═══ Provided text

The combination of those two factors is what is dangerous, said Beth Bussey, nutrition oncologist at the John B Amos Cancer Center in Columbus, Ga.
“You can go in your air-conditioned car with power steering, expend the energy to press the button to roll the window down, get a boat load of calories into your car and into your mouth that would have sustained somebody working in a field for two or three days without ever having to expend more than five calories,” Bussey said.
According to research by the National Survey of Health and Nutrition, there is a strong correlation between poverty and obesity.
Mexico has been hovering near a 50 percent poverty rate since 2012, and people in poverty are eating more foods with high sugar and fat content than the rest of the country. One reason is that unhealthy foods are easy to find in poor neighborhoods.
“In some areas it is easier to get a chocolate cookie at the store than to get an apple,” Ayala said. “An apple is very expensive, and a cookie is very cheap.”
Obesity and poverty are correlated, but obesity is a problem with multiple factors.
“One problem is food, the other is bad habits,” Ayala said. Sports and other physical activity aren’t as much in the lives of the lower socio-economic classes “because they don’t have time, they are working late.”
Current president Enrique Pena Nieto’s National Crusade Against Hunger is aimed at easing food insecurity for around 7.4 million Mexicans, but critics argue that families spend cash from the program on food that isn’t nutritious.
The North American Free Trade Agreement, or NAFTA, was signed in 1994 by the U.S., Mexico and Canada. The agreement eliminated most tariffs on products traded among the three countries, and allowed wealthy food producers into Mexico.
This movement of cheap foods has led to a change in the consumption habits of Mexican citizens characterized by an increased caloric intake.
Consumer-oriented products that are ready to eat have replaced eating at home and natural food restaurants. McDonald’s has more than 500 establishments in 57 cities, and Yum! Brand Inc.’s restaurants, KFC, Pizza Hut, Taco Bell and Long John Silver’s, have their largest regional market in Mexico.
Fast food, snack food and soft drink businesses buy up the advertising in social media, print and on Mexican television. The businesses’ expensive advertising campaigns overshadow the government’s public service announcements.
In Mexico City, a billboard of a diabetic man with missing limbs stares out onto the city. Government public service announcements like billboards, commercials and newspaper inserts are being watered down by advertisements from big corporations.
“The government is making a lot of effort,” Ayala said. “But there is huge competition between the message the government tells people, what advertisements tell people, and people’s habits.”
Mexico is economically and progressively one of the most powerful countries in Latin America. If current trends persist, obesity related illnesses and their subsequent health costs could bankrupt the country.

══════
═══ Records supplied

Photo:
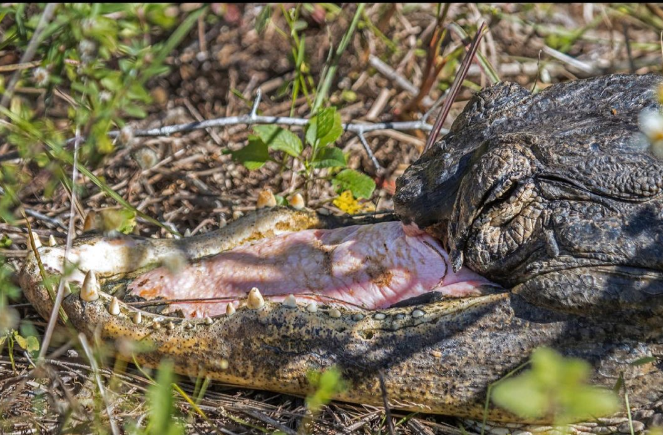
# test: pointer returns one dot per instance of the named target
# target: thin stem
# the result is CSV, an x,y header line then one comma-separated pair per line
x,y
70,237
29,52
328,77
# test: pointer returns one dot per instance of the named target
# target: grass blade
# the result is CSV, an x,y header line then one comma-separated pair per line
x,y
455,88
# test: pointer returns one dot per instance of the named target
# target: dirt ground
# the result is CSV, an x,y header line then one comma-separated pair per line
x,y
195,186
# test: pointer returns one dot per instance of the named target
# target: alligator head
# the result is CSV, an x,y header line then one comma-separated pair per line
x,y
549,200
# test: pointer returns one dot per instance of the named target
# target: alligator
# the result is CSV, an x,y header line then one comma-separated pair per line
x,y
536,221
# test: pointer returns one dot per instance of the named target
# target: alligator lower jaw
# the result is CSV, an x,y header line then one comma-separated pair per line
x,y
437,357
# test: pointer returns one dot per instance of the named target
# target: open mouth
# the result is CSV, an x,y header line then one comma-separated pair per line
x,y
358,267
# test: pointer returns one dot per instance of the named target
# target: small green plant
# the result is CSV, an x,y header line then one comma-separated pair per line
x,y
555,386
326,384
321,132
161,404
13,337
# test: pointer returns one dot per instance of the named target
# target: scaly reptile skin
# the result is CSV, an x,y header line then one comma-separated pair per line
x,y
435,357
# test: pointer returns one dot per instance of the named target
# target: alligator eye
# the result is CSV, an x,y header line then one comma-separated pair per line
x,y
500,192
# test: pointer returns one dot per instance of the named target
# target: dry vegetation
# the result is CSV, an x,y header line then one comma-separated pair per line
x,y
388,72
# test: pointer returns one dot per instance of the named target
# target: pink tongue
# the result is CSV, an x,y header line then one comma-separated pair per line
x,y
371,266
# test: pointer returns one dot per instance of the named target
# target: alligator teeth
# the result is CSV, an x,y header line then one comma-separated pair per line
x,y
297,202
290,301
91,221
90,288
266,199
175,262
114,307
37,240
137,318
255,300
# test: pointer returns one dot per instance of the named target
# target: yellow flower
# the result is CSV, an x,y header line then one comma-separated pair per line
x,y
347,203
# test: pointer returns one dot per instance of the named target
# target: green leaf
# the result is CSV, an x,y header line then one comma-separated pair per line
x,y
361,185
30,344
324,128
522,395
555,386
327,384
162,409
254,155
33,344
644,360
135,111
329,157
279,139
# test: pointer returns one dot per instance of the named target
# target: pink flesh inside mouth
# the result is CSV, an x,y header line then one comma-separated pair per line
x,y
366,266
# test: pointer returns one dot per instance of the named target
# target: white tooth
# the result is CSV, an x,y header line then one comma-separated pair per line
x,y
114,307
290,302
255,300
92,221
90,288
266,199
37,240
297,202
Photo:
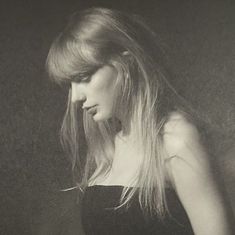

══════

▶ _Prompt_: Turn the paragraph in the text on obesity in Mexico that begins "Consumer-oriented products that are ready to eat" into a short bulleted list that keeps its main facts.

▶ _Solution_:
- Ready-to-eat consumer products have replaced eating at home and at natural food restaurants.
- McDonald's has more than 500 establishments in 57 cities.
- Mexico is the largest regional market for Yum! Brand Inc.'s restaurants: KFC, Pizza Hut, Taco Bell and Long John Silver's.